DESCRIPTION OF THE TASK >>
Please write what comes next in the post below about living in a barn or greenhouse on your own rural land, picking up from where it stops.

Hello Magenta...
While we wait for some of the info that Dillion's requested which would be helpful, I can share some basic thoughts that expand some of Dillion's very good points.
"
Gurrellia Housing" and the related living tactics are not for everyone, but can be achieved if one is willing...

I have lived at least 1/3 of my life this way if all the days are added up.
If you buy and own a five acer plot of land, and it is zoned for housing of some sort, plus
gardening and/or livestock, then you have more opportunities than most. A very nice timber framed barn, shed and perhaps even a
greenhouse or two is not an unreasonable thing to have for any small ag production, whether it is for only self consumption or small CSA (
Community Supported Agriculture.)
These buildings (and the future house) will need some form of parking for cars, and equipment like trucks and tractors (whether you have them or not is your choice) so
local residents will become accustom to seeing vehicles coming and going.
So it now boils down to where you "wash your face and rest your bones" which can be done very easily (and clandestinely) in a barn or
greenhouse. One does have to understand this a way of living that entire families have done for years just to survive...so...it is achievable, but not the standard way to live as most "first world residents" understand to be normal. It is supper easy for the "single person" and some couples...much harder with kids and Elders. If you have ever read the "The Diary of a Young Girl," by Ann Frank, you can get an idea of how some have lived.
So, what I would suggest perhaps as a test to see if this "lifestyle" is something you can cope with:
Sleep/live for a week in your car, in a different location every night. If you get caught, you get an "fail" for that night.

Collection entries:

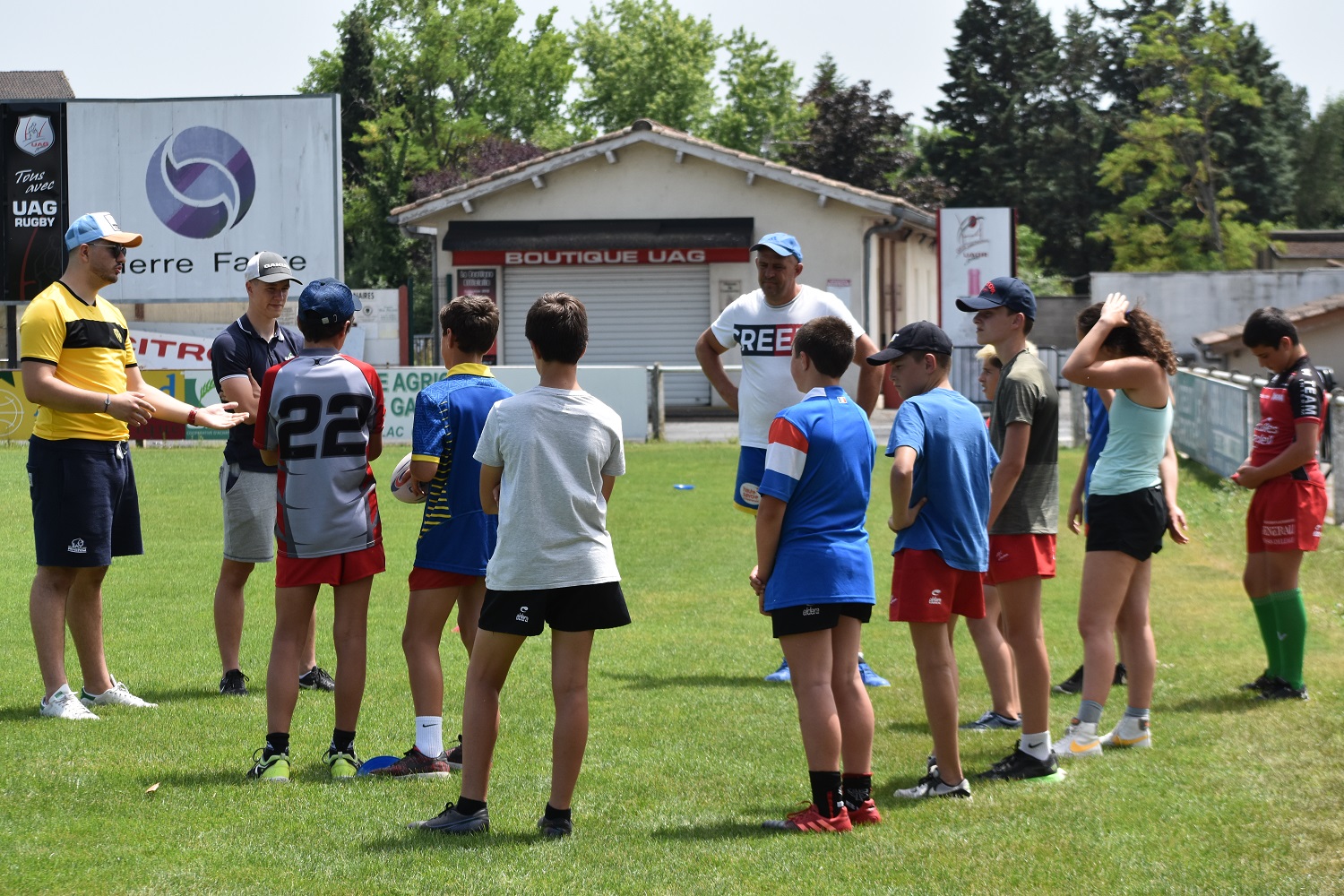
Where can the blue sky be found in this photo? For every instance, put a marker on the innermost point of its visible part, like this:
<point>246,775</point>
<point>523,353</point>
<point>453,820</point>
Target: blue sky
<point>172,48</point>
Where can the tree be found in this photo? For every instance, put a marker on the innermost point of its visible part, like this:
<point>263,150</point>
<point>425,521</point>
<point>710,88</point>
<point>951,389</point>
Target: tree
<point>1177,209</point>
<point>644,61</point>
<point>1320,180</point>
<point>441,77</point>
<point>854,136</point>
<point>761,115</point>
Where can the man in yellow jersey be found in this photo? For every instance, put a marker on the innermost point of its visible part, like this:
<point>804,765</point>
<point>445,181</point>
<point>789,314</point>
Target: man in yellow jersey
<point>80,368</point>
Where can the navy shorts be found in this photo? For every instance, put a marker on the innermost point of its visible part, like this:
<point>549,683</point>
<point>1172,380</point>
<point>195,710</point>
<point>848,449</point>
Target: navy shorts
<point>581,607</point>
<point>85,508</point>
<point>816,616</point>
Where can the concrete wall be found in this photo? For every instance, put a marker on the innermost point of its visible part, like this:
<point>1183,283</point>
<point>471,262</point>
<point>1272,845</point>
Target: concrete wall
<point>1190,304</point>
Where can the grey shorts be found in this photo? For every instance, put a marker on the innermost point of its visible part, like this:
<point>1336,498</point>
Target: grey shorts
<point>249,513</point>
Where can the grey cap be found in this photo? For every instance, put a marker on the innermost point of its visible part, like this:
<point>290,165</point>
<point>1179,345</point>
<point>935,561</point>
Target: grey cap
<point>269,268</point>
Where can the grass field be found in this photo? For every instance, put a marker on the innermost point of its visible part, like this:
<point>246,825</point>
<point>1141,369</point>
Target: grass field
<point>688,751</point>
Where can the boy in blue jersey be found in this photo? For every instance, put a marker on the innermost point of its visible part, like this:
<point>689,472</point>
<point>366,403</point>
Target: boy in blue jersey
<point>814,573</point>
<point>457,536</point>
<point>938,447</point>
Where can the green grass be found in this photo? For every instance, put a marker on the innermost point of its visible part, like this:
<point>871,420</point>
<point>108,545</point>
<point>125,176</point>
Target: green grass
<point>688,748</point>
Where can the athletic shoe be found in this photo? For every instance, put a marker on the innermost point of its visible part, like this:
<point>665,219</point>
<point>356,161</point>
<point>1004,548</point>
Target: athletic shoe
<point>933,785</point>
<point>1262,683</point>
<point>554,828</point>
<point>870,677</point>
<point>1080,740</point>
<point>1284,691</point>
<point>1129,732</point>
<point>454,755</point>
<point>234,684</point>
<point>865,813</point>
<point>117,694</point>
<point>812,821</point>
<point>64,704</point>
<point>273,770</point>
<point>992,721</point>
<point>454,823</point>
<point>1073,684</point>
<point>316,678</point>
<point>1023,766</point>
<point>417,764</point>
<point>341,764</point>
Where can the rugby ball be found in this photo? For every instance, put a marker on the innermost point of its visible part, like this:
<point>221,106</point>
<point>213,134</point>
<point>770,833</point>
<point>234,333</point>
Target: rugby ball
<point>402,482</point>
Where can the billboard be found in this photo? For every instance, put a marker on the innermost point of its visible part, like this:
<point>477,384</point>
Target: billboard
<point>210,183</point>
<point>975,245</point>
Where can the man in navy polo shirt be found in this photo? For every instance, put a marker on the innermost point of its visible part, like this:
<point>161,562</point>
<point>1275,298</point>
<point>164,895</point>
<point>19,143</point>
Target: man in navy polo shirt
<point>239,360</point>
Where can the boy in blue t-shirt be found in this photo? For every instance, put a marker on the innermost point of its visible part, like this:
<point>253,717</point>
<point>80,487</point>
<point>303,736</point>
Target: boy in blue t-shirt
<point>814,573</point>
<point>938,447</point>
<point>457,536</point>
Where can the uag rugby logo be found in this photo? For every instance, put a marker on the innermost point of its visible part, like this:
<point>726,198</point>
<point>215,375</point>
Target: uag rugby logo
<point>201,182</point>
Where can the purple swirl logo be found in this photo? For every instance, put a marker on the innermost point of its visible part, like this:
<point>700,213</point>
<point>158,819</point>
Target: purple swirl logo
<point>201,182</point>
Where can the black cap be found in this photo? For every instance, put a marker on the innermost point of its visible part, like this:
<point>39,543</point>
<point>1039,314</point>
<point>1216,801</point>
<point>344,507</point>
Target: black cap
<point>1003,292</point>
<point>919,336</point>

EXERCISE OUTPUT >>
Next, is to sleep outside the car without getting caught, like in a park, side of the road, on the roof of a building (I slept on top of a police station for 3 days once...

) or at/in a church, etc.
Perhaps even try plain old "street living" as the homeless have to. It is a humbling experience and one that I
think every human on this planet
should be willing to do to appreciate what some must go through because of their circumstance in life.
These may seem extreme, but I know too many the "romanticize" Guerrilla Living, but don't really have the desire to really do it at any level, nor understand it...While others it becomes a standard skill set of how to sometimes live.
I even have a friend here in Vermont that had a reasonable income from his landscape and masonry business, owned 60 acres but wasn't much of a "farmer type." To put his son through college, he moved out of his house and rented it, and then moved into his car and "Masons Shed" he had in the industrial district in town. This became such an adventure for him that he didn't move back into a house for almost 6 years...
If you have more specific questions, I do my best to respond...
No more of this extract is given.